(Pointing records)
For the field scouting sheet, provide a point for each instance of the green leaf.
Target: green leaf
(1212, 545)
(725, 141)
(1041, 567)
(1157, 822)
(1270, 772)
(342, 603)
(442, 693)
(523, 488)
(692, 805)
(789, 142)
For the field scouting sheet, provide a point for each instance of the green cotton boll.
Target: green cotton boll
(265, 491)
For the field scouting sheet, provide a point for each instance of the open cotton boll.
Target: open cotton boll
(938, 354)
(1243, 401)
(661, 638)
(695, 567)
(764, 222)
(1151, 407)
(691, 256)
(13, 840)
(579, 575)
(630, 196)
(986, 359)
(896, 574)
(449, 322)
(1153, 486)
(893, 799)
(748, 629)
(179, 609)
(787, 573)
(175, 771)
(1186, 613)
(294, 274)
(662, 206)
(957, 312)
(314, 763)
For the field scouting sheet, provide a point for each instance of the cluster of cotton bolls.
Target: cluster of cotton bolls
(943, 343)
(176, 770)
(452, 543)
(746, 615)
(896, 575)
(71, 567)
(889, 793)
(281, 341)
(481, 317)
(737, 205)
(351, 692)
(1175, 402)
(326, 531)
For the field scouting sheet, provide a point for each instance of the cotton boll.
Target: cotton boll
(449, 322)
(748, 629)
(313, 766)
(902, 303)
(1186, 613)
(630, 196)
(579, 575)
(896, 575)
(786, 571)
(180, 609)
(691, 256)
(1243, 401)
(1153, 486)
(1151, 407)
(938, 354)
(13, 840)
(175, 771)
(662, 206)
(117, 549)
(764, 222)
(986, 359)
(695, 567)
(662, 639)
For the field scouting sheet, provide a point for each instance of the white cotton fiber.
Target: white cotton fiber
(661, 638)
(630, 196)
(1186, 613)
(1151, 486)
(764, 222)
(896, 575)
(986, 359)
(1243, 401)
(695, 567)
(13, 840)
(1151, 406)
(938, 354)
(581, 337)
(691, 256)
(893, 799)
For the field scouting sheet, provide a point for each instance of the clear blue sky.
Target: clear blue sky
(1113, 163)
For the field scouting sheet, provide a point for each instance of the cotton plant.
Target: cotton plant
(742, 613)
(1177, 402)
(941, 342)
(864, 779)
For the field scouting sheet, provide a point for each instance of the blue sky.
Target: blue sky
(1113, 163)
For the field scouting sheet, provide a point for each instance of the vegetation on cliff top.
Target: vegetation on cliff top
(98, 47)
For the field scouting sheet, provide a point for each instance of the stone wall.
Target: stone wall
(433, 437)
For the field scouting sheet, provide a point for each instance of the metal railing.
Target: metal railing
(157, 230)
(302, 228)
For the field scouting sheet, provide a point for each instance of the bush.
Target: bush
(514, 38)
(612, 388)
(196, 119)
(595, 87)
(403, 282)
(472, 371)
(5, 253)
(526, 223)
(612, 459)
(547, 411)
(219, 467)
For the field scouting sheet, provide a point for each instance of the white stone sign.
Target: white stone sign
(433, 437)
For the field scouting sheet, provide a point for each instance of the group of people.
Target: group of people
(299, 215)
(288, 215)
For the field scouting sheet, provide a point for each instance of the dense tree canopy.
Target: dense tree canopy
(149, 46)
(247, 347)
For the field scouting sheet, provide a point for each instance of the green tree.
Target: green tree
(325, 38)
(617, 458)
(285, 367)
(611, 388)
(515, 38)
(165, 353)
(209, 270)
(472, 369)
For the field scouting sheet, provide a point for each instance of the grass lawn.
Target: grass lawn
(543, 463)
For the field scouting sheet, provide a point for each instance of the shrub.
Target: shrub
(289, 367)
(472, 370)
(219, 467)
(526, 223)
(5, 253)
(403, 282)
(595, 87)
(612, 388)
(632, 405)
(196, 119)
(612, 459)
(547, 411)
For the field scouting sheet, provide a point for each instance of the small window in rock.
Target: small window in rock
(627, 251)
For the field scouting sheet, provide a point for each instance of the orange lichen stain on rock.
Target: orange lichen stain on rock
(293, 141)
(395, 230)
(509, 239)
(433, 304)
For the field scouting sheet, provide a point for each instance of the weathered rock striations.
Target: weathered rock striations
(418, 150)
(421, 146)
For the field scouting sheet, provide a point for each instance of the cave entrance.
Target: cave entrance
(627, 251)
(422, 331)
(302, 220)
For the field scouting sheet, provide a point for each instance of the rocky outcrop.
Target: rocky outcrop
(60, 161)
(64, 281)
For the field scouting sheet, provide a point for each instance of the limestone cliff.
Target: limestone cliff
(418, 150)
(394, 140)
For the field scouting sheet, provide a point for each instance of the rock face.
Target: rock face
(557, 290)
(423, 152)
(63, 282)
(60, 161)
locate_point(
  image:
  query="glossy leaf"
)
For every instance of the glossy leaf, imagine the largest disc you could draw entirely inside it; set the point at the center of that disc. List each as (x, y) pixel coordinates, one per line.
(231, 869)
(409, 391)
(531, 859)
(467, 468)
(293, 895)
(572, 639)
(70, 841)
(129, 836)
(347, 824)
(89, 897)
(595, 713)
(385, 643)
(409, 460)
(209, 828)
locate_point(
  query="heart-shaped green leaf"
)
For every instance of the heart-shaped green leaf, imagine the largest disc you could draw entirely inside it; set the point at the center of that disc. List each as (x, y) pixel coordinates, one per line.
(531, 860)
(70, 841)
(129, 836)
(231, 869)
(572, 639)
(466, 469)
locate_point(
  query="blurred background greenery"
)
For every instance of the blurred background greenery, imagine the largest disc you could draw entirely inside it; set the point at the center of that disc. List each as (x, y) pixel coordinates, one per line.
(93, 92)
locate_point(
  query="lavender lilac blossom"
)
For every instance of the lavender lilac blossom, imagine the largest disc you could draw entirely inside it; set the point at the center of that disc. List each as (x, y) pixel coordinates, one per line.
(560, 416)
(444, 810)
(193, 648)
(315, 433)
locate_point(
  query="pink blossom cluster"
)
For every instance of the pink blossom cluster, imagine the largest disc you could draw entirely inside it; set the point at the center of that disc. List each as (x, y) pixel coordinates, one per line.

- Your goal
Would you reproduce all the entries exactly?

- Task solution
For the field scouting sheet, provide a point for each instance of the green leaf.
Target: green leaf
(1212, 545)
(725, 141)
(1041, 567)
(1157, 822)
(1270, 772)
(342, 603)
(442, 693)
(523, 488)
(692, 805)
(789, 142)
For the field scouting sheet, provide a point for each instance of the green cotton boll.
Target: green cotton boll
(265, 491)
For the field scouting sheet, provide a point for each instance of the open cotton boll.
Target: open cotton boll
(938, 354)
(1243, 401)
(661, 638)
(695, 567)
(764, 222)
(1151, 407)
(691, 256)
(13, 840)
(579, 575)
(630, 196)
(986, 359)
(896, 574)
(449, 322)
(1153, 486)
(893, 799)
(748, 629)
(179, 609)
(787, 573)
(175, 771)
(1186, 613)
(294, 274)
(662, 206)
(957, 312)
(314, 763)
For the field scouting sheet, provide a point for each instance of the cluster of cotton bolls.
Target: cluster of cotton bolls
(943, 343)
(176, 770)
(452, 543)
(746, 615)
(896, 575)
(71, 567)
(889, 793)
(281, 341)
(481, 317)
(737, 205)
(351, 692)
(1175, 402)
(326, 531)
For the field scouting sheet, provide a point for each instance of the cotton boll.
Target: cotton boll
(449, 322)
(748, 629)
(313, 766)
(902, 303)
(1186, 613)
(630, 196)
(579, 575)
(896, 575)
(786, 571)
(180, 609)
(691, 256)
(1243, 401)
(1153, 486)
(1151, 407)
(938, 354)
(13, 840)
(175, 771)
(662, 206)
(117, 549)
(764, 222)
(986, 359)
(695, 567)
(662, 639)
For the field scouting sheet, provide a point for each instance of the white cotton fiber.
Target: white cotton fiber
(661, 638)
(630, 196)
(1186, 613)
(1151, 486)
(764, 222)
(896, 575)
(986, 359)
(1243, 401)
(695, 567)
(13, 840)
(1151, 406)
(938, 354)
(581, 337)
(691, 256)
(893, 799)
For the field scouting sheet, provide a point for each instance of the clear blue sky.
Target: clear blue sky
(1113, 163)
For the field scouting sheet, provide a point for each instance of the cotton plant.
Target: cotton plant
(742, 613)
(1177, 402)
(941, 342)
(864, 779)
For the field scouting sheet, provide a point for each instance of the blue sky.
Target: blue sky
(1113, 163)
For the field scouting sheet, provide a point for each instance of the vegetation on cliff top.
Target: vegetation on cliff top
(98, 47)
For the field scouting sheet, provide a point for each instance of the stone wall.
Target: stone wall
(433, 437)
For the field scouting sheet, provide a point for each instance of the metal railing.
Target: metal railing
(157, 230)
(302, 228)
For the field scouting sheet, provide a point for each instance of the bush.
Target: bush
(514, 38)
(612, 388)
(196, 119)
(595, 87)
(403, 282)
(472, 371)
(5, 253)
(526, 223)
(612, 459)
(547, 411)
(219, 467)
For the field scouting sheet, provide a point for each instance of the white stone sign.
Target: white stone sign
(433, 437)
For the field scouting sheet, provide a point for each instance of the group of people.
Target: group of people
(299, 215)
(288, 215)
For the field scouting sheet, provide a point for each instance of the dense tree canopy.
Target: dense tree canopy
(149, 46)
(247, 347)
For the field scouting sheet, provide a point for each instance of the green tree.
Target: green tree
(325, 38)
(617, 458)
(285, 367)
(611, 388)
(515, 38)
(165, 353)
(209, 270)
(472, 369)
For the field scouting sheet, provide a point for each instance of the grass lawn.
Target: grass lawn
(543, 463)
For the field scouting sheet, provide a point for each instance of the shrub.
Target: shrub
(289, 367)
(472, 370)
(219, 467)
(526, 223)
(5, 253)
(403, 282)
(595, 87)
(612, 388)
(632, 405)
(196, 119)
(612, 459)
(547, 411)
For the field scouting sheet, provide a point for each instance of the small window in rock.
Target: small window in rock
(627, 251)
For the field scouting sheet, provide a point for each instance of the orange lichen stain on rock.
Target: orange lichen stain on rock
(293, 141)
(395, 230)
(509, 239)
(433, 304)
For the field scouting sheet, provide a point for each instance of the weathered rock striations.
Target: weathered rock striations
(418, 150)
(421, 146)
For the field scouting sheet, provide a point for each instance of the cave entrance.
Target: cave entrance
(627, 251)
(422, 331)
(302, 220)
For the field scouting sheet, provide a point for each instance of the rocky outcrop.
Target: rocky outcrop
(60, 161)
(64, 281)
For the field scouting sheet, provide a point for each instance of the limestone cliff.
Target: limestone cliff
(418, 150)
(394, 140)
For the field scouting sheet, provide a point for each instance of the rock face.
Target: rock face
(557, 290)
(423, 152)
(63, 282)
(60, 161)
locate_point(
  image:
  query="glossy leaf"
)
For every instance of the glossy leaf, imagine the largest disc you could draw entirely inside it; set the point at the center of that disc. List each as (x, y) pixel coordinates, one per line.
(231, 869)
(409, 391)
(531, 859)
(467, 468)
(293, 895)
(572, 639)
(70, 841)
(129, 836)
(347, 824)
(89, 897)
(595, 713)
(385, 643)
(409, 460)
(209, 828)
locate_point(
  query="heart-shaped green leaf"
)
For every instance of the heart-shaped green leaf, imagine the largest disc you could draw entirely inside it; set the point at the center of that disc. List each as (x, y) pixel coordinates, one per line.
(531, 860)
(70, 841)
(129, 836)
(231, 869)
(572, 639)
(466, 469)
locate_point(
  query="blurred background greenery"
)
For every instance of the blurred background greenery, imagine the largest disc you could draw entirely inside it; set the point at the center of that disc. List each as (x, y) pixel coordinates, one per line.
(93, 92)
locate_point(
  query="lavender lilac blossom"
)
For every instance of the lavender lilac blossom, imagine the largest disc you could draw entirely inside it; set the point at the center of that disc. List each as (x, y) pixel coordinates, one per line.
(560, 416)
(444, 810)
(193, 648)
(315, 433)
locate_point(
  query="pink blossom cluster"
)
For every instance of the pink blossom cluster, imagine the largest disc you could draw entirely inside it; set the point at the center of that disc. List each as (x, y) pixel coordinates, one per line.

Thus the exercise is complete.